- [Reading passage]
We likewise find no merit in respondent-father’s contention that the factual findings here do not support the conclusion that Ben suffered "chronic" physical abuse because the child’s injuries were inflicted over the course of only two months and consisted of only two injuries—noting the broken ribs. Although respondent-father cites In re V.S.O. for the proposition that "[t]he term chronic, although not defined in section 7B, is commonly defined as ‘lasting a long time or recurring often,’ " we find that case unhelpful here because that Court upheld the district court’s determination that a four-month-old juvenile had suffered chronic physical abuse where evidence indicated that the abuse "persisted over [the juvenile’s] entire life." In re V.S.O., 268 N.C. App. 324, 2019 WL 5718175, at *4 (citation omitted).

We hold that the findings here—that respondent-father admitted shaking Ben and squeezing his son with the force used on vice grips on more than one occasion over the juvenile’s two months of life and that the child also suffered a rib fracture on two distinct occasions—support the court’s conclusion that respondent-father "committed or encouraged … and/or allowed the … chronic physical abuse of the juvenile."

[8] As for respondent-father’s emphasis that DSS did not ask the district court to find that reunification efforts with him were not required, we observe that the court was under no obligation to adopt DSS’s position in this regard. See, e.g., In re Rholetter, 162 N.C. App. 653, 664, 592 S.E.2d 237 (2004) ("North Carolina caselaw is replete with situations where the trial court declines to follow a DSS recommendation." (citation omitted)). "[D]ispositional choices—including the decision to eliminate reunification from the permanent plan—are" instead left to the discretion of the district court. In re J.M., 384 N.C. at 591, 887 S.E.2d 823.

In sum, the district court’s conclusion of law that reunification efforts with respondent-father were not required was supported by sufficient written findings, and respondent-father’s contention to the contrary is overruled.

C. Failure to address visitation rights for respondent-father

Respondent-father next argues that the district court erred in failing to address his visitation rights in its order. We agree.

In light of our resolution of this argument, we need not reach respondent-father’s alternative position: that a complete denial of visitation was not supported by the court's pertinent findings of fact.

[9] Our Juvenile Code mandates that an order which "continues the juvenile’s placement outside the home shall provide for visitation that is in the best interests of the juvenile consistent with the juvenile’s health and safety, including no visitation." N.C.G.S. § 7B-905.1(a) (2023). Accordingly, such an "order must establish a visitation plan for parents unless the [district] court finds that the parent has forfeited their right to visita- tion or that it is in the child's best interest to deny visitation." In re N.L.M., 283 N.C. App. 356, 374, 873 S.E.2d 640 (2022) (emphasis added) (citation and internal quotation marks omitted).

- [Information given]
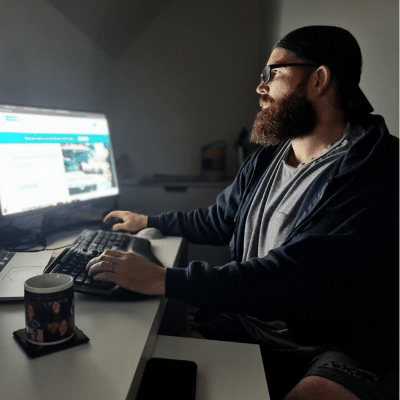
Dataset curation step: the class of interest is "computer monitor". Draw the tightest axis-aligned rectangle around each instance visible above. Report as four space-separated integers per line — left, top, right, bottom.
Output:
0 105 119 228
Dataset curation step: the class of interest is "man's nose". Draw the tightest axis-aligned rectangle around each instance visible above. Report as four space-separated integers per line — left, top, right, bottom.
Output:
256 82 268 95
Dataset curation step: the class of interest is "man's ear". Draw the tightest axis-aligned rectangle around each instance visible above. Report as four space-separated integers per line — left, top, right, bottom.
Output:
312 65 332 95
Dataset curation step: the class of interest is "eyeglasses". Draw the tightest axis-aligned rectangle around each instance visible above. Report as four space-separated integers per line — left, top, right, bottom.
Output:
261 63 318 83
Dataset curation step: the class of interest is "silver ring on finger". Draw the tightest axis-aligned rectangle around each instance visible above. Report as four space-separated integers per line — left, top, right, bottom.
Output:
111 263 117 274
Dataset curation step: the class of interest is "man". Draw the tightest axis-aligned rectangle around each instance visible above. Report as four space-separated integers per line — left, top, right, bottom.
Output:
88 26 398 400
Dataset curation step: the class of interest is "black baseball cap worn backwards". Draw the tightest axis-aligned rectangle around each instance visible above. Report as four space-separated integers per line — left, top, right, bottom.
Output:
274 25 374 113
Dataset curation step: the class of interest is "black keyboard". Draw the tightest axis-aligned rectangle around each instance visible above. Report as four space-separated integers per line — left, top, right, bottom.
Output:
45 229 163 299
0 251 16 272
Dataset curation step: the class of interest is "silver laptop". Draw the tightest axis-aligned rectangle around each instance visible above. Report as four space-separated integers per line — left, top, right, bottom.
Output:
0 250 53 301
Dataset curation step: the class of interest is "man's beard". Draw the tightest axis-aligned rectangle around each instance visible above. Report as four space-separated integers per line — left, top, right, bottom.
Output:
250 93 317 146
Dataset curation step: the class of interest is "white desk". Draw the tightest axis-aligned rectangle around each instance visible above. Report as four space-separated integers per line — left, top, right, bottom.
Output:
0 233 183 400
152 336 269 400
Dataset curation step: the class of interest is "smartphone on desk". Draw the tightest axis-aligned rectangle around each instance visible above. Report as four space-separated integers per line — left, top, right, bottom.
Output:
136 358 197 400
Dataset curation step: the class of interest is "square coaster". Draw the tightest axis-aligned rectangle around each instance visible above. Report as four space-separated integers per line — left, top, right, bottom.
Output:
13 326 89 358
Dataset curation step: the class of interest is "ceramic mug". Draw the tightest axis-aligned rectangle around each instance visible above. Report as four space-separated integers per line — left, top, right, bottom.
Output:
24 274 75 346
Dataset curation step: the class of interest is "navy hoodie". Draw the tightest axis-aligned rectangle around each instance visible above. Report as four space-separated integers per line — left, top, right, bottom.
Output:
148 115 399 366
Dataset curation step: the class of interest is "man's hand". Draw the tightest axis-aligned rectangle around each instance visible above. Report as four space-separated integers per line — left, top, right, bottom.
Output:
103 211 147 233
86 250 166 296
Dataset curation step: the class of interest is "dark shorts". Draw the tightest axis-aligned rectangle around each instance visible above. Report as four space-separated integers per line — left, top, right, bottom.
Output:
192 314 399 400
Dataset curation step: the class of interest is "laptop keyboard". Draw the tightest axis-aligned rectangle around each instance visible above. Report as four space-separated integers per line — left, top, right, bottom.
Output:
45 229 162 298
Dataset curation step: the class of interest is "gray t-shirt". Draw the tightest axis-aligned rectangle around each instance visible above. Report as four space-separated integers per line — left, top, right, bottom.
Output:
242 125 360 261
238 124 364 351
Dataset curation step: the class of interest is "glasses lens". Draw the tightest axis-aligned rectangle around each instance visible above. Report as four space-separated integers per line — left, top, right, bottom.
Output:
261 66 270 83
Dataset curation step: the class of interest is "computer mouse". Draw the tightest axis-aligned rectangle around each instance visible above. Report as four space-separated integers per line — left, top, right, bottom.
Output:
101 218 124 231
136 228 164 239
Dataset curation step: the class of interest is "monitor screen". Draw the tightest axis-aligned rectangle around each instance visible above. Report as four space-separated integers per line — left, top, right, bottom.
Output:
0 105 119 216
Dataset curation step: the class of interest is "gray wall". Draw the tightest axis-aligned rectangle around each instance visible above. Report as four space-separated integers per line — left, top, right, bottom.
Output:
277 0 399 137
110 0 263 175
0 0 399 180
0 0 113 114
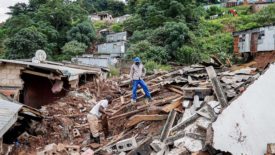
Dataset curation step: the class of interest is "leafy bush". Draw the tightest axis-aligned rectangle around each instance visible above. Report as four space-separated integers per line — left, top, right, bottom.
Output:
58 40 87 60
111 24 123 32
109 66 120 77
4 27 47 59
93 21 108 31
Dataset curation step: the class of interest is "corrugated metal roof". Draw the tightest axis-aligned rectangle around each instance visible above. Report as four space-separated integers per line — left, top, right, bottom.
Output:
0 99 23 137
0 59 99 77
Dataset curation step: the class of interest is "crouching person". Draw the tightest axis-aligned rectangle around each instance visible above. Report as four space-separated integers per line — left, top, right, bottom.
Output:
87 96 112 143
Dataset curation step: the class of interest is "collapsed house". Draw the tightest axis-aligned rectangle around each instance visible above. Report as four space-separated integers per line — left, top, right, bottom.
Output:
72 32 127 68
213 64 275 155
0 59 102 108
0 99 22 154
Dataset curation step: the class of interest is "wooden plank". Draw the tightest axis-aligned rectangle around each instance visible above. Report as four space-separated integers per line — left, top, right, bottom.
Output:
109 95 178 120
127 137 153 155
23 70 61 80
160 110 177 142
167 86 183 95
162 97 183 112
205 66 229 108
113 89 160 115
126 115 167 127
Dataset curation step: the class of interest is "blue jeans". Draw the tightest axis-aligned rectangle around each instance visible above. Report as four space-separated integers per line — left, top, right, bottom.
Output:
132 80 151 100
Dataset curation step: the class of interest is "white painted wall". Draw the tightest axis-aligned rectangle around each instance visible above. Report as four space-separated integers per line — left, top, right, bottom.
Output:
239 33 251 53
213 64 275 155
258 26 275 51
239 26 275 53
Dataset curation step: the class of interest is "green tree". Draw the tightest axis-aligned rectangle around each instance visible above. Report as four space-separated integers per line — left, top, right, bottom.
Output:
8 3 29 16
59 40 87 60
128 40 169 63
4 27 47 59
67 22 96 46
4 14 34 36
29 0 47 11
107 0 125 17
34 0 88 33
111 23 123 32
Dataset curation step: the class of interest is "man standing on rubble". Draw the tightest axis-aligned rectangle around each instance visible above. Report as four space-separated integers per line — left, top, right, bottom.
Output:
130 57 152 103
87 96 112 143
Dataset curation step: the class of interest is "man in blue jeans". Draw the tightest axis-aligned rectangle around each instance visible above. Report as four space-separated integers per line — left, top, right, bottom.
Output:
130 57 152 103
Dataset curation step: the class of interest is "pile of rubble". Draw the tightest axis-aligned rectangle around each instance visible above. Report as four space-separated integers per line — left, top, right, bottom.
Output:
97 66 259 154
13 62 264 155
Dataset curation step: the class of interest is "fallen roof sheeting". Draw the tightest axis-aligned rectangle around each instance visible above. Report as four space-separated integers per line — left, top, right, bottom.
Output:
0 59 99 78
0 99 23 137
213 64 275 155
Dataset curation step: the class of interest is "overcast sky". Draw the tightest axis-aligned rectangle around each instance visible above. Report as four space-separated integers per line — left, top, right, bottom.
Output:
0 0 28 22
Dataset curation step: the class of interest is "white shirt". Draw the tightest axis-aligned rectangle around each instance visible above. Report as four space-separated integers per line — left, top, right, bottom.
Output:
90 100 109 118
130 64 146 80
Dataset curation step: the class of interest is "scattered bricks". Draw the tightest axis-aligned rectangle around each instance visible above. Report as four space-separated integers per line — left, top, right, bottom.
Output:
37 143 59 155
116 137 137 152
150 140 165 152
65 145 80 155
182 100 191 108
167 147 190 155
0 79 10 86
57 143 65 152
81 149 94 155
196 117 211 130
73 129 81 137
193 95 202 109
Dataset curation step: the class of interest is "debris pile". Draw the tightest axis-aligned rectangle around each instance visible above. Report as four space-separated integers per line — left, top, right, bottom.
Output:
95 66 259 154
12 65 259 154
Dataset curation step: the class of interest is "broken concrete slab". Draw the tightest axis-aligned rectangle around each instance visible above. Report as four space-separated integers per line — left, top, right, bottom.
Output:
196 117 212 130
212 64 275 155
171 113 200 131
174 137 203 152
116 137 138 152
160 110 177 142
150 140 165 152
167 146 190 155
81 149 94 155
205 66 228 107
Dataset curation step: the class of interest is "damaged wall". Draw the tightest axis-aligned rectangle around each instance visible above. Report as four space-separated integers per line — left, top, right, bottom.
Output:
21 74 69 108
0 64 24 87
213 64 275 155
0 63 24 99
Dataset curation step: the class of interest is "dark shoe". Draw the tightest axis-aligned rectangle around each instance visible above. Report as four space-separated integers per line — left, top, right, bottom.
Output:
90 134 95 143
94 136 100 144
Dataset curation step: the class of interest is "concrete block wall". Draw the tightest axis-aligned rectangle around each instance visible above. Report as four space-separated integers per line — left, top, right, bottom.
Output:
0 64 24 87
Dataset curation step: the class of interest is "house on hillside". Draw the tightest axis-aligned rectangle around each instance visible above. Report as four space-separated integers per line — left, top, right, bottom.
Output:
90 12 113 22
0 59 102 108
116 0 129 4
106 32 127 43
224 0 275 7
97 41 126 57
114 14 131 23
233 25 275 56
72 31 127 68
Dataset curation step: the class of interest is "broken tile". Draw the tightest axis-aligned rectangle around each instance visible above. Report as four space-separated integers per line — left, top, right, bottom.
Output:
174 137 203 152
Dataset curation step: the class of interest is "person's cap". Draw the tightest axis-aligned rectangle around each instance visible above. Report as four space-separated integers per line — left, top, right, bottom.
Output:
105 95 113 101
133 57 141 62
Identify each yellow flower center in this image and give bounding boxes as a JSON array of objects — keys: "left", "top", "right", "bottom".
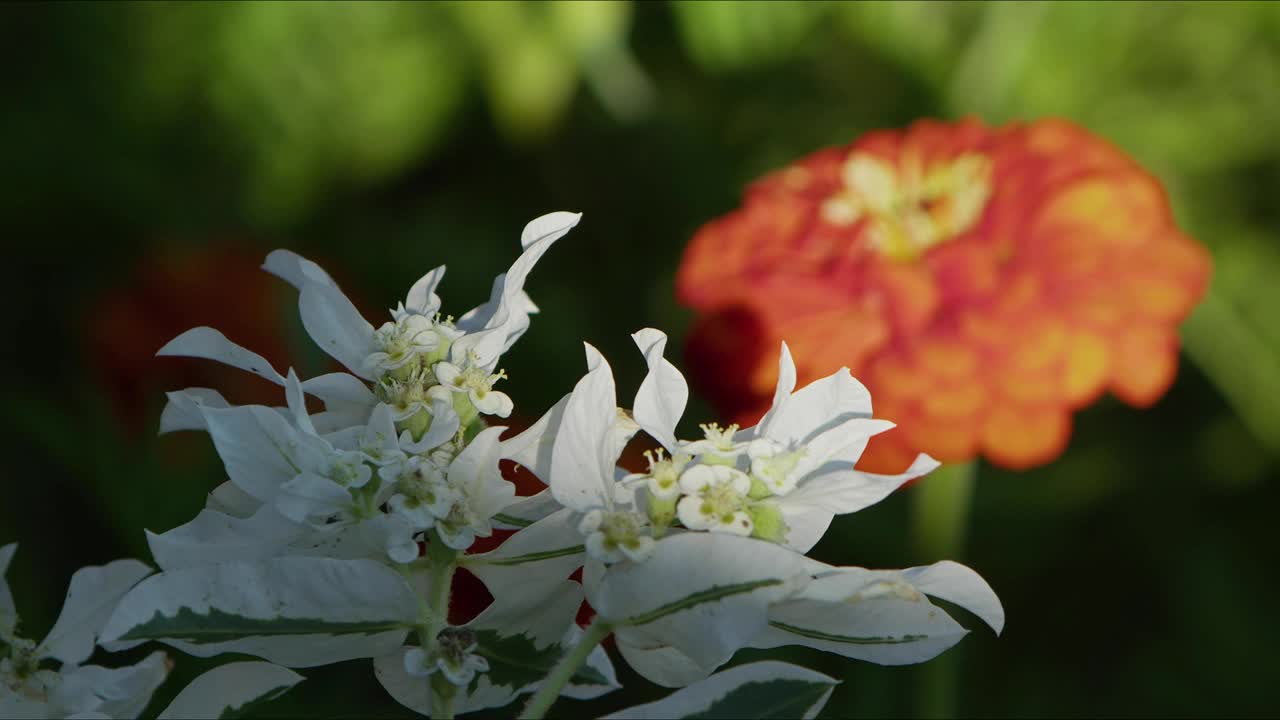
[{"left": 822, "top": 152, "right": 991, "bottom": 260}]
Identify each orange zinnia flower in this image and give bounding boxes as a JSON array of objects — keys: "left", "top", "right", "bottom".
[{"left": 677, "top": 119, "right": 1210, "bottom": 471}]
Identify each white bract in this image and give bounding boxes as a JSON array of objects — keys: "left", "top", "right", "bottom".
[
  {"left": 17, "top": 213, "right": 1004, "bottom": 717},
  {"left": 0, "top": 543, "right": 169, "bottom": 719},
  {"left": 504, "top": 329, "right": 1004, "bottom": 702}
]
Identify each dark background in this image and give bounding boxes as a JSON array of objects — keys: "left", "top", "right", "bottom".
[{"left": 0, "top": 3, "right": 1280, "bottom": 717}]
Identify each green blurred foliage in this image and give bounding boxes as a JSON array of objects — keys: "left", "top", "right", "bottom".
[{"left": 0, "top": 1, "right": 1280, "bottom": 717}]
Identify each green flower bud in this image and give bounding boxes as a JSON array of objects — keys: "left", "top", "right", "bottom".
[
  {"left": 644, "top": 488, "right": 680, "bottom": 538},
  {"left": 396, "top": 407, "right": 431, "bottom": 441},
  {"left": 746, "top": 502, "right": 790, "bottom": 543}
]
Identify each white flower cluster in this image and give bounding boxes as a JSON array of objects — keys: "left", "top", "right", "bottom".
[{"left": 0, "top": 213, "right": 1004, "bottom": 717}]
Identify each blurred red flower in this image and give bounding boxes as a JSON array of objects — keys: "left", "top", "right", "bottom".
[
  {"left": 84, "top": 242, "right": 289, "bottom": 433},
  {"left": 676, "top": 119, "right": 1211, "bottom": 471}
]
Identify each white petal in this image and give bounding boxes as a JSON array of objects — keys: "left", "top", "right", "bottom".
[
  {"left": 298, "top": 282, "right": 374, "bottom": 379},
  {"left": 51, "top": 651, "right": 169, "bottom": 717},
  {"left": 302, "top": 373, "right": 378, "bottom": 424},
  {"left": 756, "top": 368, "right": 872, "bottom": 446},
  {"left": 404, "top": 265, "right": 444, "bottom": 315},
  {"left": 262, "top": 250, "right": 337, "bottom": 290},
  {"left": 205, "top": 480, "right": 262, "bottom": 518},
  {"left": 902, "top": 560, "right": 1005, "bottom": 635},
  {"left": 404, "top": 647, "right": 435, "bottom": 678},
  {"left": 470, "top": 389, "right": 515, "bottom": 418},
  {"left": 494, "top": 489, "right": 562, "bottom": 530},
  {"left": 431, "top": 363, "right": 462, "bottom": 387},
  {"left": 156, "top": 328, "right": 284, "bottom": 386},
  {"left": 512, "top": 210, "right": 582, "bottom": 249},
  {"left": 160, "top": 387, "right": 230, "bottom": 434},
  {"left": 792, "top": 414, "right": 893, "bottom": 479},
  {"left": 751, "top": 568, "right": 968, "bottom": 665},
  {"left": 284, "top": 368, "right": 317, "bottom": 436},
  {"left": 37, "top": 560, "right": 151, "bottom": 665},
  {"left": 146, "top": 505, "right": 308, "bottom": 570},
  {"left": 202, "top": 405, "right": 317, "bottom": 502},
  {"left": 454, "top": 207, "right": 581, "bottom": 369},
  {"left": 778, "top": 455, "right": 938, "bottom": 515},
  {"left": 778, "top": 507, "right": 836, "bottom": 552},
  {"left": 275, "top": 473, "right": 352, "bottom": 523},
  {"left": 617, "top": 638, "right": 716, "bottom": 688},
  {"left": 502, "top": 395, "right": 571, "bottom": 484},
  {"left": 550, "top": 343, "right": 617, "bottom": 511},
  {"left": 461, "top": 509, "right": 584, "bottom": 597},
  {"left": 618, "top": 536, "right": 655, "bottom": 562},
  {"left": 102, "top": 557, "right": 419, "bottom": 667},
  {"left": 631, "top": 328, "right": 689, "bottom": 452},
  {"left": 755, "top": 342, "right": 796, "bottom": 437},
  {"left": 449, "top": 427, "right": 516, "bottom": 509},
  {"left": 361, "top": 402, "right": 399, "bottom": 456}
]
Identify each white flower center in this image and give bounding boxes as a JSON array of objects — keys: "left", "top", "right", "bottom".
[
  {"left": 644, "top": 447, "right": 691, "bottom": 498},
  {"left": 698, "top": 423, "right": 739, "bottom": 452}
]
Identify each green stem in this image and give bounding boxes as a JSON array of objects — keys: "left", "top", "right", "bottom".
[
  {"left": 911, "top": 461, "right": 978, "bottom": 562},
  {"left": 419, "top": 530, "right": 458, "bottom": 720},
  {"left": 520, "top": 616, "right": 613, "bottom": 720},
  {"left": 911, "top": 461, "right": 978, "bottom": 717}
]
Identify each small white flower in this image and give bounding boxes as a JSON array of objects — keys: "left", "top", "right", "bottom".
[
  {"left": 387, "top": 457, "right": 461, "bottom": 530},
  {"left": 325, "top": 450, "right": 374, "bottom": 489},
  {"left": 676, "top": 465, "right": 755, "bottom": 536},
  {"left": 746, "top": 438, "right": 805, "bottom": 495},
  {"left": 577, "top": 510, "right": 654, "bottom": 562},
  {"left": 404, "top": 628, "right": 489, "bottom": 688},
  {"left": 435, "top": 427, "right": 516, "bottom": 550},
  {"left": 681, "top": 423, "right": 748, "bottom": 465},
  {"left": 627, "top": 447, "right": 692, "bottom": 500},
  {"left": 433, "top": 356, "right": 512, "bottom": 418}
]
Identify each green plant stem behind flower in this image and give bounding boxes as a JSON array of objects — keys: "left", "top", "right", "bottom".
[{"left": 911, "top": 461, "right": 978, "bottom": 717}]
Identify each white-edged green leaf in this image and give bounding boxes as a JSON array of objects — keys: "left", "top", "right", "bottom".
[
  {"left": 605, "top": 660, "right": 840, "bottom": 720},
  {"left": 616, "top": 637, "right": 716, "bottom": 688},
  {"left": 146, "top": 505, "right": 399, "bottom": 570},
  {"left": 902, "top": 560, "right": 1005, "bottom": 635},
  {"left": 54, "top": 651, "right": 170, "bottom": 717},
  {"left": 0, "top": 542, "right": 18, "bottom": 633},
  {"left": 37, "top": 560, "right": 151, "bottom": 665},
  {"left": 588, "top": 533, "right": 812, "bottom": 669},
  {"left": 159, "top": 662, "right": 303, "bottom": 720},
  {"left": 374, "top": 580, "right": 617, "bottom": 715},
  {"left": 102, "top": 557, "right": 417, "bottom": 667},
  {"left": 758, "top": 363, "right": 872, "bottom": 445},
  {"left": 777, "top": 450, "right": 938, "bottom": 535},
  {"left": 461, "top": 507, "right": 585, "bottom": 597},
  {"left": 298, "top": 281, "right": 374, "bottom": 379},
  {"left": 751, "top": 568, "right": 968, "bottom": 665},
  {"left": 205, "top": 480, "right": 262, "bottom": 518}
]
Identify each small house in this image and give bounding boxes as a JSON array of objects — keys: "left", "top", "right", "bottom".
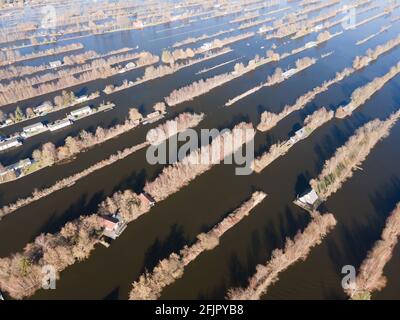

- [Required action A]
Answer these from the court opinion:
(i) How old was the juvenile in In re V.S.O.?
(ii) Which statute section is quoted as requiring an order to provide for visitation?
(iii) How does the court respond to respondent-father's argument that the district court failed to address his visitation rights?
- [Required action B] List every case the court opinion cites by name.
Work only from the court opinion.

- [Exercise solution A]
(i) Four months old.
(ii) N.C.G.S. § 7B-905.1(a) (2023).
(iii) It agrees with him.

- [Exercise solution B]
In re V.S.O.
In re Rholetter
In re J.M.
In re N.L.M.